Tag Archives: Marlboro Man

The Top 5 Most Successful Promotional Campaigns Of All Time

tom-keene-editor-at-large-for-bloomberg-news-and-host-of-bloomberg-surveillanceAdvertising has one central goal: to either sell a product, or remain memorable in one’s mind. The industry itself has become a blossoming business, and many ads have captivated us over the decades. Some remain more striking than others, however. Provided by Ad Authority, here is a list of the five most successful ads of all time.

1. “Think Small” by Doyle Dane Bernbach

Across the ages, every company has measured the success of its advertising campaign against the Think Small campaign. Designed by Bernbach, Volkswagen hired the designer to introduce the Beetle to American audiences. The German auto company was competing against other American vehicles more popular in the U.S., so VW knew they had to develop a thoughtful, strategic plan. The Think Small campaign aimed to connect with audiences, and indeed, VW ads have forever since captivated television audiences.

# GIVEN RECORDS
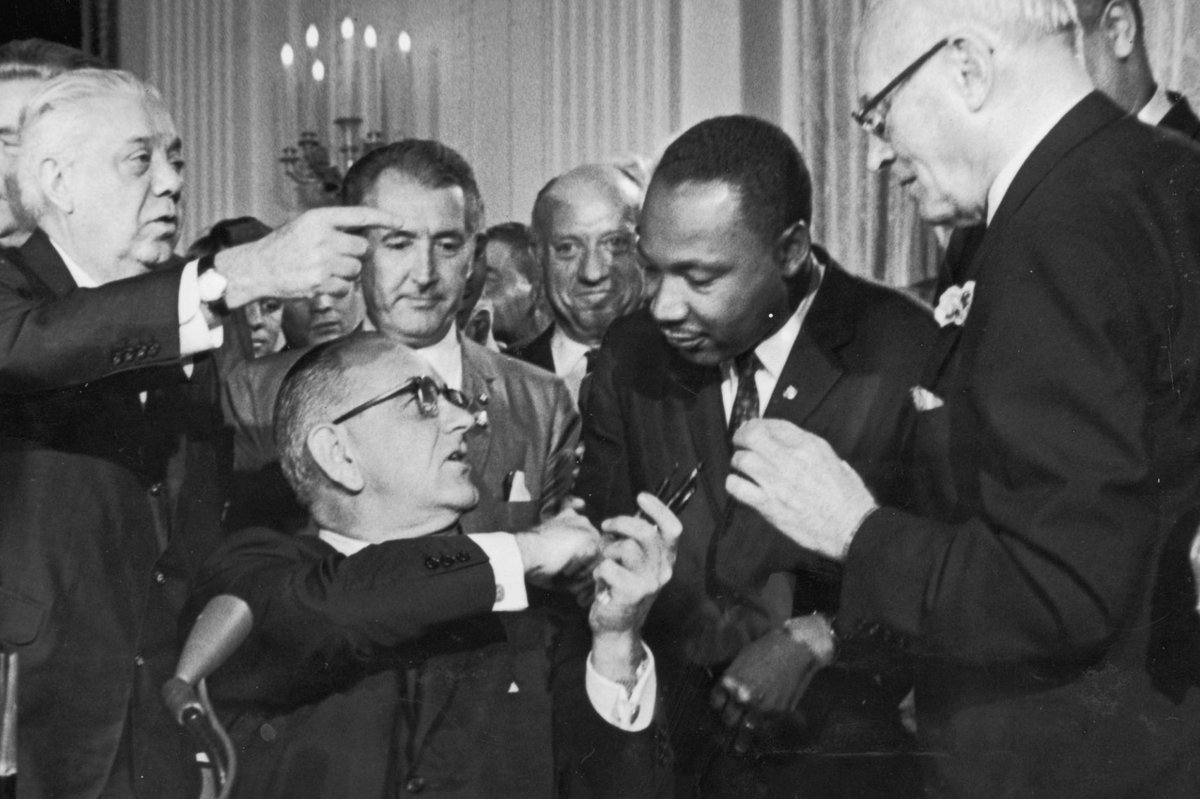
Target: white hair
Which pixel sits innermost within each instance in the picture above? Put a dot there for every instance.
(54, 125)
(1019, 20)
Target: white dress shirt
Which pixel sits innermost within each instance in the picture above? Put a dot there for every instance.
(772, 352)
(1008, 173)
(570, 360)
(630, 709)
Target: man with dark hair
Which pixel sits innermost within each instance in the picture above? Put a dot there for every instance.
(749, 317)
(585, 227)
(378, 660)
(1041, 589)
(24, 65)
(112, 444)
(514, 286)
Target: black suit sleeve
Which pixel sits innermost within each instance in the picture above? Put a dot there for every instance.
(324, 620)
(49, 342)
(1055, 536)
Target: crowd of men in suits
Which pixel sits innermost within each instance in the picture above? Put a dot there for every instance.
(927, 552)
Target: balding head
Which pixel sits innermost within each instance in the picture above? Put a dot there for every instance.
(953, 88)
(363, 448)
(585, 226)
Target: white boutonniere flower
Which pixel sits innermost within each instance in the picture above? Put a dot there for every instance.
(954, 305)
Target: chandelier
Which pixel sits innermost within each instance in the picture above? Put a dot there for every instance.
(364, 92)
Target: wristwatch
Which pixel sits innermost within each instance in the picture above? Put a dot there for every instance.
(211, 284)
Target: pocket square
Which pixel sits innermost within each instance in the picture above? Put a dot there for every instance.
(924, 398)
(517, 492)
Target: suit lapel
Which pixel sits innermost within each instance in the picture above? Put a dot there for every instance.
(480, 384)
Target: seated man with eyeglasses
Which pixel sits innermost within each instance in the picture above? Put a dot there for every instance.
(378, 664)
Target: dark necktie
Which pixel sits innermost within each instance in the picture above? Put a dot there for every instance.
(745, 401)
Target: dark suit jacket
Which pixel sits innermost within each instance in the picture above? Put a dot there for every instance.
(1045, 588)
(538, 350)
(384, 672)
(106, 511)
(847, 378)
(965, 241)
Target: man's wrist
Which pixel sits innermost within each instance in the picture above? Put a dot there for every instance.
(617, 655)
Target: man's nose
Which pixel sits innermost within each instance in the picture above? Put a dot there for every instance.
(168, 179)
(594, 265)
(880, 154)
(666, 301)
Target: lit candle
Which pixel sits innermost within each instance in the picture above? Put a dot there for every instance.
(319, 109)
(291, 113)
(405, 42)
(345, 77)
(370, 82)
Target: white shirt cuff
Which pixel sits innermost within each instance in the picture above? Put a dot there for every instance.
(505, 558)
(627, 709)
(195, 335)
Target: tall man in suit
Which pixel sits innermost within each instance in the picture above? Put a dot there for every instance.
(583, 227)
(111, 436)
(1043, 589)
(377, 661)
(748, 316)
(1116, 59)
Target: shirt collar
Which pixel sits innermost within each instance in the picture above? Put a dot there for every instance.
(774, 349)
(1158, 107)
(347, 546)
(1005, 178)
(565, 350)
(82, 278)
(445, 358)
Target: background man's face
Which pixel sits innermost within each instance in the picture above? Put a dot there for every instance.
(513, 295)
(415, 464)
(124, 184)
(591, 265)
(414, 275)
(322, 317)
(13, 96)
(717, 287)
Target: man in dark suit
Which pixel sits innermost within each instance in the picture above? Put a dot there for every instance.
(745, 311)
(1042, 589)
(377, 662)
(583, 228)
(111, 437)
(1116, 59)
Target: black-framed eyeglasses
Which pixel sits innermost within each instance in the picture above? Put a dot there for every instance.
(424, 388)
(869, 115)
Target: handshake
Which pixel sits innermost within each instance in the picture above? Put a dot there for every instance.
(629, 557)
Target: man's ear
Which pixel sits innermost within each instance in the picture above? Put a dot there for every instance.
(793, 248)
(335, 457)
(1120, 25)
(53, 180)
(973, 68)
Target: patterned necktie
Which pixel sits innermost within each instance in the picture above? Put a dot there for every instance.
(745, 401)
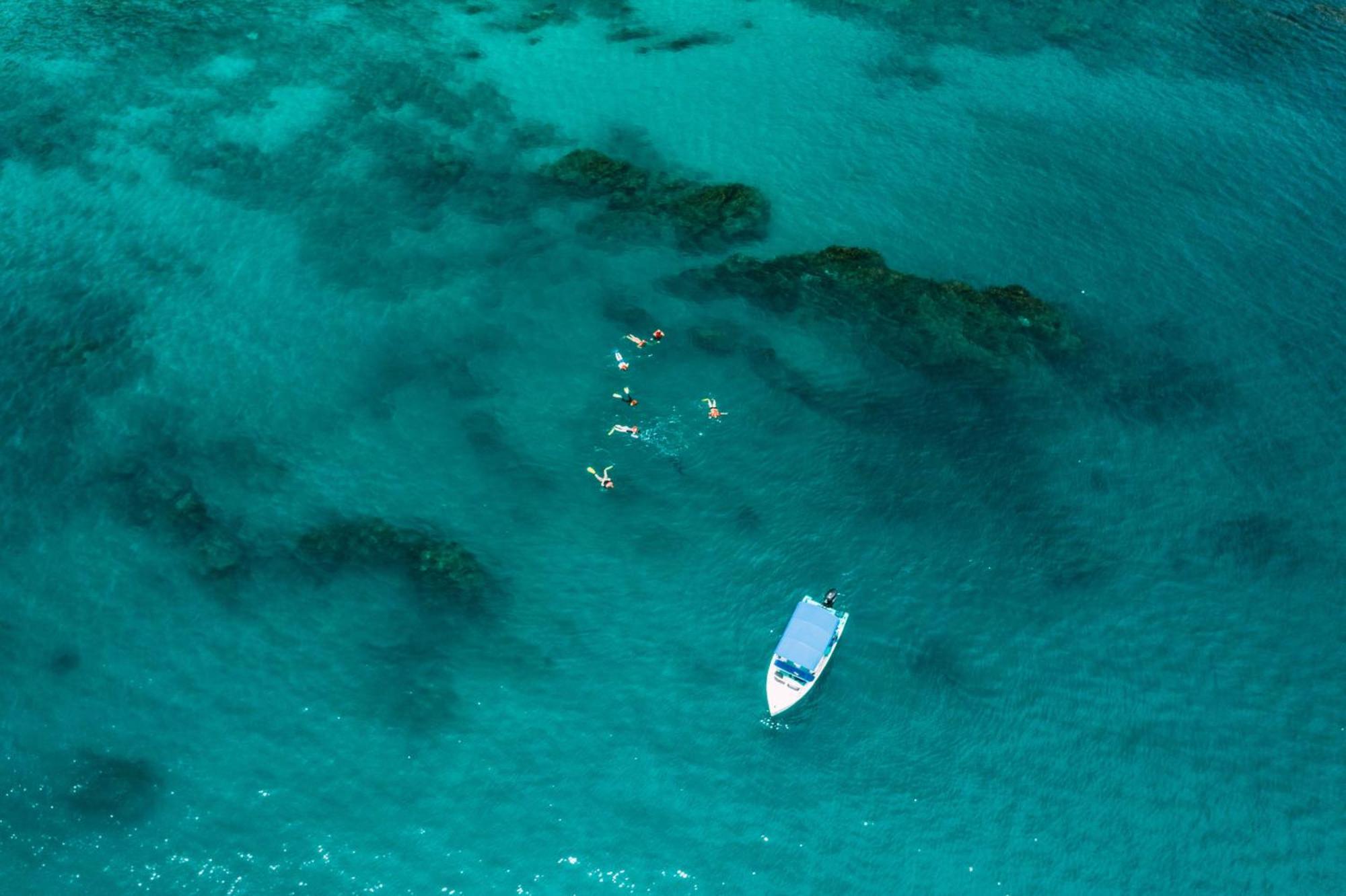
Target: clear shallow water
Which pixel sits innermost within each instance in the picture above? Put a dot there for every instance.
(1096, 640)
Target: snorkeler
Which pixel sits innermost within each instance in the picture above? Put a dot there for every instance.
(604, 480)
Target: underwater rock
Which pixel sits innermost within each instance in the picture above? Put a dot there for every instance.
(631, 317)
(631, 33)
(64, 663)
(593, 174)
(919, 322)
(442, 567)
(115, 789)
(698, 40)
(172, 502)
(702, 216)
(535, 20)
(721, 340)
(217, 555)
(719, 213)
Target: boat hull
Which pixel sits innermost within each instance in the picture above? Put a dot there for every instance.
(784, 689)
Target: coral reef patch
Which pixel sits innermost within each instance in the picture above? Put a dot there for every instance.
(703, 217)
(437, 566)
(923, 324)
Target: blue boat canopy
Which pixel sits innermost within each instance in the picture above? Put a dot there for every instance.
(808, 636)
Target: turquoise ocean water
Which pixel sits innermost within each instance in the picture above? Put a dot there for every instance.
(271, 266)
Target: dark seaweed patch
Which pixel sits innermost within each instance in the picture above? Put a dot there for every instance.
(106, 788)
(643, 202)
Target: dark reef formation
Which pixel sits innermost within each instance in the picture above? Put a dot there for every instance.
(114, 789)
(170, 502)
(921, 324)
(697, 40)
(437, 566)
(703, 217)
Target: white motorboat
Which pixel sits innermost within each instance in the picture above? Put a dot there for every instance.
(804, 652)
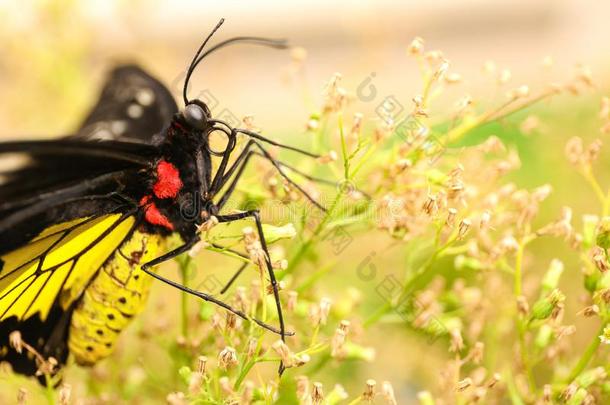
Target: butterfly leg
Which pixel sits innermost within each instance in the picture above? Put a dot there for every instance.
(206, 297)
(274, 284)
(240, 165)
(239, 270)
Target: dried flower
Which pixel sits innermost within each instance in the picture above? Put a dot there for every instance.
(369, 391)
(65, 394)
(202, 362)
(464, 384)
(388, 393)
(416, 47)
(605, 336)
(317, 394)
(284, 352)
(22, 396)
(247, 395)
(227, 358)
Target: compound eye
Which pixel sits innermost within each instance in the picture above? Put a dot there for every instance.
(194, 116)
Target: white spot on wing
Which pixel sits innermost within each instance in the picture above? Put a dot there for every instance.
(145, 97)
(118, 127)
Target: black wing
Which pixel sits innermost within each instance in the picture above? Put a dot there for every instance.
(133, 106)
(87, 174)
(79, 175)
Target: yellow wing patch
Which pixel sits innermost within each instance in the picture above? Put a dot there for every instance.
(61, 260)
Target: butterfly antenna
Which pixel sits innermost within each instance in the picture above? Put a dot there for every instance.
(272, 43)
(194, 62)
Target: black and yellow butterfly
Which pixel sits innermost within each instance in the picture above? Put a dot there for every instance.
(84, 221)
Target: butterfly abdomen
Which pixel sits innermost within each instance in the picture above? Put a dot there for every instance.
(117, 293)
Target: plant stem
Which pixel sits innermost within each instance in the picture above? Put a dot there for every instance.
(587, 355)
(521, 327)
(184, 274)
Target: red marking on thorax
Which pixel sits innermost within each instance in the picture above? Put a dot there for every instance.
(168, 180)
(153, 215)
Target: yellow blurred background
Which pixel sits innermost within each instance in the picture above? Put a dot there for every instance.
(54, 54)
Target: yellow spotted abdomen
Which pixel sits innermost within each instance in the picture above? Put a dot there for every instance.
(117, 293)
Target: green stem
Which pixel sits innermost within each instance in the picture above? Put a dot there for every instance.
(184, 274)
(521, 326)
(587, 355)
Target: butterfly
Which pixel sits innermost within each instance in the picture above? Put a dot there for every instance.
(84, 223)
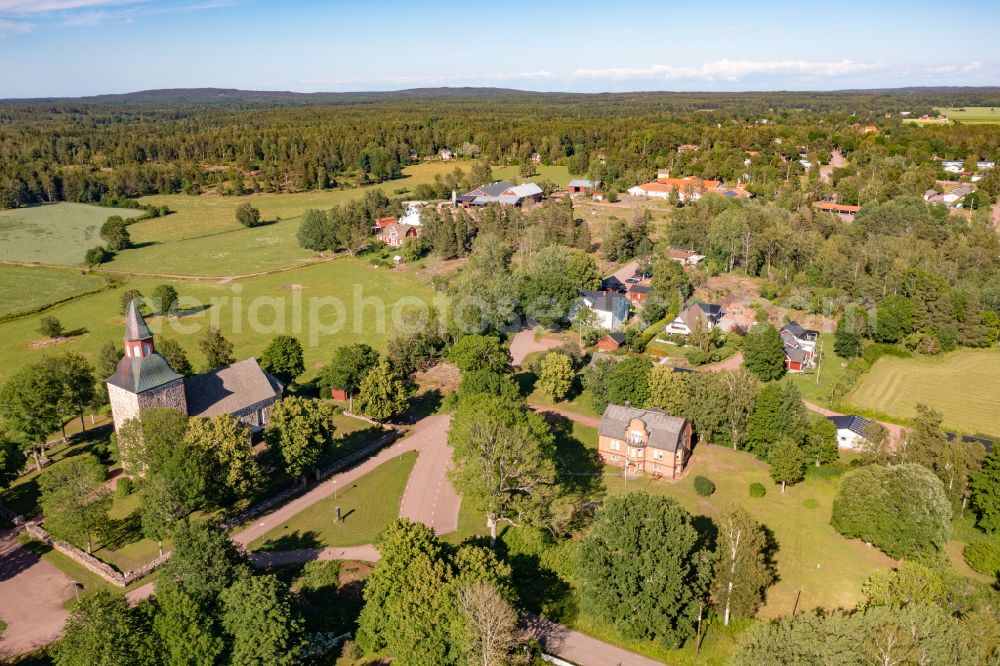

# WHAT YOU WILL DO
Pick up the article on the five most successful advertising campaigns after its last sentence and keep writing it.

# RESPONSE
2. “The Pause That Refreshes” by D’Arcy Co.

Though Coca Cola had virtually no trouble selling Coke during the summer, winter months were stagnant. In an effort to boots seasonal sales, D’Arcy Co. created “Thirst Knows No Season,” and it worked very well. More Coke was sold during the winter than it was during summer months. After a time, however, Coca-Cola realized the best way to increase profits was to provide people a break from their hustle-bustle lives with Coca-Cola. Sales plunged upward yet again, and Coca-Cola sealed its place in advertising history.

3. “The Marlboro Man” by Leo Burnett Co.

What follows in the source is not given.